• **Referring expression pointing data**
──────────
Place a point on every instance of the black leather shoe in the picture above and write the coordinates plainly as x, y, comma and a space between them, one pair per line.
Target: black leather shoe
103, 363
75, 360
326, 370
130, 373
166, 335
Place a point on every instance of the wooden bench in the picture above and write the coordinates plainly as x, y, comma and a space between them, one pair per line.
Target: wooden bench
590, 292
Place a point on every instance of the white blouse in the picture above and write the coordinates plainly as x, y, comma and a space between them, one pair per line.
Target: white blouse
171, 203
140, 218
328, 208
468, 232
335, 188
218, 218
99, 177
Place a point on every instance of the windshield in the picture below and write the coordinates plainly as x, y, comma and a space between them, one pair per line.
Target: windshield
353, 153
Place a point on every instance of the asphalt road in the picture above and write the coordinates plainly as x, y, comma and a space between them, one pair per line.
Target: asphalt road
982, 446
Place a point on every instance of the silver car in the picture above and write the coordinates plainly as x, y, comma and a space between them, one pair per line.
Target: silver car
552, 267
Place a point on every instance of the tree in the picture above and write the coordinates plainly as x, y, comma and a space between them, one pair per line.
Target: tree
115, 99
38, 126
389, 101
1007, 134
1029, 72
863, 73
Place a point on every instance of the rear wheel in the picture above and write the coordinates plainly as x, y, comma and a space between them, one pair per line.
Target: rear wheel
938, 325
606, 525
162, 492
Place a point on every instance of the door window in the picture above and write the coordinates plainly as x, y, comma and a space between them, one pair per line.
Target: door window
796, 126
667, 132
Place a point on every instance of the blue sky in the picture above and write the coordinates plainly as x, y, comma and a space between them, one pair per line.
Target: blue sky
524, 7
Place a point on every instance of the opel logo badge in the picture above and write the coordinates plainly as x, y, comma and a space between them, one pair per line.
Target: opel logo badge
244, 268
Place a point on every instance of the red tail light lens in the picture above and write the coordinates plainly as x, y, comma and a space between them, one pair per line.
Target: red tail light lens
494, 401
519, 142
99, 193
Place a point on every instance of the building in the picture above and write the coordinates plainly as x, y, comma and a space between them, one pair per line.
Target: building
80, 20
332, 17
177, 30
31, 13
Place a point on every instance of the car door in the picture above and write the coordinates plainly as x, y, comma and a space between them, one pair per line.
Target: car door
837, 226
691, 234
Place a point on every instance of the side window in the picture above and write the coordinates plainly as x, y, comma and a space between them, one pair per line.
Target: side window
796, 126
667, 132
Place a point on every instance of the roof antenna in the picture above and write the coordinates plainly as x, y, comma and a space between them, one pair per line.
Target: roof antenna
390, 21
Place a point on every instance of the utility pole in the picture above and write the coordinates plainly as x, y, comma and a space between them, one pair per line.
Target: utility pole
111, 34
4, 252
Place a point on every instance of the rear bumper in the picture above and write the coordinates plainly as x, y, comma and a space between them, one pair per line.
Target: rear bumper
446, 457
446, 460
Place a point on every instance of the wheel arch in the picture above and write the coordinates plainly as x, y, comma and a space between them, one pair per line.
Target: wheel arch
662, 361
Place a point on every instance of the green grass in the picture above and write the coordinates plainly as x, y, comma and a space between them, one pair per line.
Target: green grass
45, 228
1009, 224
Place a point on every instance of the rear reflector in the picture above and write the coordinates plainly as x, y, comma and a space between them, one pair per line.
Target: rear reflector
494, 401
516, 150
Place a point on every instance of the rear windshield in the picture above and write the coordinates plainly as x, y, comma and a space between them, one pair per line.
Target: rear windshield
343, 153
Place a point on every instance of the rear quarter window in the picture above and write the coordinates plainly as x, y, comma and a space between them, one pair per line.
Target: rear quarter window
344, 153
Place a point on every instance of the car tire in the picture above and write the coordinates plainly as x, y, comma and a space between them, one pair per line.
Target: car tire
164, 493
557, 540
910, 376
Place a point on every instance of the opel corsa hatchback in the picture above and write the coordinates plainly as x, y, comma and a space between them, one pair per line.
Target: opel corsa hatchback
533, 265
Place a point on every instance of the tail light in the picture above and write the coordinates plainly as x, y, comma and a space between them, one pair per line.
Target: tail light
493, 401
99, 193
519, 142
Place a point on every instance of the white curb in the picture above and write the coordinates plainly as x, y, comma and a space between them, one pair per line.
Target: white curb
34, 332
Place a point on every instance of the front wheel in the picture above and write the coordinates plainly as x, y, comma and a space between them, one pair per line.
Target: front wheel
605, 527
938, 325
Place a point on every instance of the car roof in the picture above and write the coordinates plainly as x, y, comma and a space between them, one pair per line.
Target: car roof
──────────
• **DIRECTIONS FOR THIS TASK**
What do the records say? Quote them all exactly.

• **RESPONSE TO THE TASK**
Place a point on every instance of the black leather shoe in the picture above and write the coordinates plainly as x, y, comma and a space between them, one pair per line.
Target: black leather shoe
103, 363
75, 360
326, 370
130, 373
166, 335
Place a point on every instance of the wooden bench in the picture above and write the coordinates plainly as x, y, comma and a space between them, one pair per line.
Target: wooden bench
590, 292
Place a point on every instance of the white blouse in the picture above and write the coordinates plainly as x, y, comma and a space between them, one pair per line.
Target: white blouse
171, 203
140, 218
328, 208
468, 232
335, 188
218, 218
99, 177
Place a point on every instance of the windshield in the picture below and write the coordinates plainly as x, y, comma and a space between them, one pair per line.
Target: windshield
353, 153
Place a point on every instance of the asphalt road in the picture above and write the coordinates plainly as x, y, comma and a space between them, one pair per line.
Target: asphalt road
982, 446
Place a point on every instance of the silver car in the picture above and write the coordinates plainly as x, y, comma and a space between them, one pair per line.
Target: silver car
552, 267
Place a point on every instance of the tree in the picture above and write the coordinates plainly as x, y, comma and a space between them, one pair per line.
Target: tree
115, 99
38, 126
389, 101
1007, 134
1029, 72
863, 73
Place a point on every instance of the rear wheel in the picture above and write the coordinates plainly as x, y, comma and a space between them, one pair per line.
Target: rear wheel
938, 325
606, 525
162, 492
Place a point on every instance of the door window in the picture above and write the coordinates plainly as x, y, comma and a space between them, one pair per line.
Target: door window
796, 126
667, 132
Place a point on every instance of the blue sky in the picture above and write the coordinates plainly as x, y, comma and a space between them, one pair per line.
Target: blue sky
524, 7
Place a point on every instance of the opel logo badge in the picture above and write the coordinates plainly as x, y, comma and a space between them, one pair per line.
Target: opel logo badge
244, 268
Place a point on every instance of the red tail light lens in the picture above and write the coordinates plainly as x, y, comma and a space between them, one pair per line.
Target: red tail light lens
494, 401
519, 142
99, 193
Place a point on every instance of the building in the picture above and write the coordinates plainly as x, y, comma and a space between them, one pair per line.
Target: building
80, 20
332, 17
177, 30
31, 13
Place a point on every instance of the car door in the picture above and write the coordinates plainly as x, y, comma and a space between them, one pair per line.
Target: car door
837, 226
691, 234
Place a point on every instance of the side window in the picture above and write the coordinates plainly as x, y, comma and a space between them, one pair per line.
Target: side window
796, 126
667, 132
Place a point on every instance of the roof antenna in the picture above and write the coordinates plainly as x, y, comma and a space between them, one pair per line.
Target: roof antenna
390, 21
Place a point on every instance of the utility pole in the picture above and write the coordinates plainly as x, y, comma and a space between them, one pair per line.
Target: utility pole
111, 34
4, 252
Place a point on every instance of the rear bumper in the picture above and write the coordinates plainly as x, y, comma and a space between them, one pair per line.
Target: rear bumper
446, 457
446, 460
Place a point on every instance of the wheel arch in the picture above and write the coordinates plainly as x, y, comma and a space between them, one pair per line.
Target: wheel arch
662, 361
Place a point on every instance of the green grass in the picture above and write the coordinates plainly as x, y, comma and a space between them, one pair per line.
Target: green grass
45, 228
1009, 224
Place a point on every instance of the rear reflector in the picture above and write the coordinates plainly as x, y, comma and a space between them, one pair per line.
Target: rear reflector
494, 401
516, 150
Place a point on every instance of the rear windshield in the picture above and write the coordinates plainly as x, y, comma and a space between them, one pair per line.
Target: rear windshield
343, 153
Place a point on every instance of the rear quarter window in the picture above and write the coordinates plainly as x, y, comma and a space between them, one pair per line.
Target: rear quarter window
344, 153
Place a point on every instance of the car tire in the picture above and write the coordinates plainly as x, y, comma and a space between them, one pair per line.
Target: car tire
164, 493
557, 540
910, 376
Place a point on every instance of the opel corsa hatchback in the picture above and write the coordinates plainly as x, y, comma and a space between them, one pair per line.
Target: opel corsa hatchback
533, 265
Place a point on every instance of the tail light in the picture above and write the coordinates plainly as x, y, comma and a space between them, one pair per line.
Target: tail light
493, 401
99, 193
519, 142
Place a point on every instance of the white curb in the picture above and write the coordinates plainly as x, y, comma and a space between them, one pair per line.
Target: white curb
34, 332
Place a point on every instance of the front wheel in the picture above and write the coordinates plainly as x, y, comma and a space between them, one pair per line.
Target: front wheel
605, 527
938, 325
Place a point on every instance of the car roof in the picture above and write the coordinates plainly as x, y, comma and a space between them, one pair per line.
Target: car roof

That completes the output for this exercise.